▸ DATASET ENTRIES
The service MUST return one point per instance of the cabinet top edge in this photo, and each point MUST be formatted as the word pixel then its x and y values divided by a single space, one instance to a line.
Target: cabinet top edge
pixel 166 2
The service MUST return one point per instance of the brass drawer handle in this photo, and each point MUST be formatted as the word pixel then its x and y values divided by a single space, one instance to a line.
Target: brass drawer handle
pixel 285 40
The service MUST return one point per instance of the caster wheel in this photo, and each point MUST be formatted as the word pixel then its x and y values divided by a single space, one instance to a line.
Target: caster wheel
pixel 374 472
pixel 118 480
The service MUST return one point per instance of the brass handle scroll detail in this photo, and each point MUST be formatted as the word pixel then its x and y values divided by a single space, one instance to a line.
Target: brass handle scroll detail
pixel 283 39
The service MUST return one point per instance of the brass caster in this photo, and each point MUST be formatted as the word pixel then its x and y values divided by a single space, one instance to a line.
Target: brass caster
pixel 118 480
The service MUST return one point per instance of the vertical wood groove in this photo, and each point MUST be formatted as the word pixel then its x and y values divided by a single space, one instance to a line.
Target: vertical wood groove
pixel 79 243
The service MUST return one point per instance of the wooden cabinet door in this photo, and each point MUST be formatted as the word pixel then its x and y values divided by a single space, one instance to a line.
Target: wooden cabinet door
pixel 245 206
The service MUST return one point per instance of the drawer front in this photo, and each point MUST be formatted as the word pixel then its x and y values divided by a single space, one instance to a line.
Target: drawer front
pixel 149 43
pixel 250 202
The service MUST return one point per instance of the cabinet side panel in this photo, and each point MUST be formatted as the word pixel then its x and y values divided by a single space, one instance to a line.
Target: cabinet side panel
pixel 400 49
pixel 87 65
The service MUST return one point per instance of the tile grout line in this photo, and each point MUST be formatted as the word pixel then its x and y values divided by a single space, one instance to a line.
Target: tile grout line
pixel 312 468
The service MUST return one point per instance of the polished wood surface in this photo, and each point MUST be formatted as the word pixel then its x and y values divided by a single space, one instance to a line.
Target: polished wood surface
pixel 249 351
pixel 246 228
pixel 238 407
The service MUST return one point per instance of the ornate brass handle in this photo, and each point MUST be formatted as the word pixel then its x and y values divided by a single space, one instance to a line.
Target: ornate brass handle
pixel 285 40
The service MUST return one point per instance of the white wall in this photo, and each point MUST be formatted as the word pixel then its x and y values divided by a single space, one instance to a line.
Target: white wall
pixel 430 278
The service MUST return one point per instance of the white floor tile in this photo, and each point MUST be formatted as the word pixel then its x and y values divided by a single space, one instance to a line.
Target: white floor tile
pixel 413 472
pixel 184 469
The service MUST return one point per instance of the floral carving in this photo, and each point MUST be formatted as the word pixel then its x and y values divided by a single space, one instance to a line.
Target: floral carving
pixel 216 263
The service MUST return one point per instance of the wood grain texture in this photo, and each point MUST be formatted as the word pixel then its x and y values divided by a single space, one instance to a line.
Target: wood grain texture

▸ YOUR INSTRUCTIONS
Repeat all of the lines above word for word, in the same order.

▸ EXERCISE RESPONSE
The service MUST return one point per instance of the cabinet top edge in this photo, and each point MUST be formatted as the word pixel then its x and y values divided by a single space, one instance to a line.
Target: cabinet top edge
pixel 166 2
The service MUST return one point per instance of the brass drawer handle in this photo, and each point MUST be formatted as the word pixel then its x and y values divided by a single space, one instance to a line.
Target: brass drawer handle
pixel 285 40
The service MUST return one point per instance of the caster wheel in this photo, and each point MUST be formatted as the word pixel then its x and y values divided by a single space, one instance to a line.
Target: caster wheel
pixel 374 472
pixel 118 480
The service MUST return one point per instance of the brass handle scroll detail in this photo, and each point MUST be formatted as the word pixel then its x and y values divided by a single space, one instance to a line.
Target: brass handle scroll detail
pixel 283 39
The service MUST return one point per instance of the brass caster in this photo, and each point MUST be formatted as the word pixel then its x and y values divided by a single space, one instance to a line.
Target: brass caster
pixel 118 480
The service MUST return one point per instance of the vertical wood groove in this photo, and each point MUST be formatted as the word pixel then its x and y values divided by a single space, one instance to a line.
Target: vertical wood groove
pixel 79 243
The service MUST return one point per instance of the wooden cabinet door in this photo, and each point MUST be formatted as the word pixel then its x and y values divided by a single space, one instance to a line.
Target: wooden cabinet door
pixel 245 206
The service MUST return one point per instance of the drawer front in this photo, and each point MUST be formatted as the word pixel then its x and y values divided by a single space, one instance to a line.
Target: drawer front
pixel 149 43
pixel 250 202
The service MUST return one point per instance of the cabinet side panel in this photo, and each point MUST be formatted as the word pixel then its x and y values divided by a single space, one instance to a line.
Target: cabinet side panel
pixel 400 49
pixel 87 65
The service MUST return one point per instance of the tile grout line in this photo, and each point MUST be formatted as the word pixel then its x and y values divided by a single space, one instance to a line.
Target: tile grout line
pixel 312 468
The service MUST return one point per instance of the polished wood surface in this photo, and each point MUST be formatted as the word pixel then its x and y values divided by a single space, one instance to a line.
Target: polished wood surface
pixel 249 351
pixel 246 228
pixel 238 407
The service MUST return one point per instance of the ornate brass handle in this photo, and each point MUST be formatted as the word pixel then its x and y values divided by a single space, one instance to a line.
Target: ornate brass handle
pixel 285 40
The service MUST return one point per instance of the white wall in this photo, and each point MUST be formatted as the word pixel then its x and y values divided by a single space, one instance to a line.
Target: white wall
pixel 430 278
The service MUST return one point per instance of the white floor tile in this photo, and each point MUST be formatted as the word pixel then its x and y values divided by a single space, one instance to a line.
Target: white floor tile
pixel 413 472
pixel 184 469
The service MUST return one point per instance of the floral carving in this photo, and each point MUST be formatted as the word pixel then its x and y values divided by a single space, one instance to a line.
Target: floral carving
pixel 216 263
The service MUST return one point per instance of the wood grain texture in this photo, and each point MUST be formatted as the word pixel then its x and y values divided by a single space, one instance to a line.
Target: wood grain texture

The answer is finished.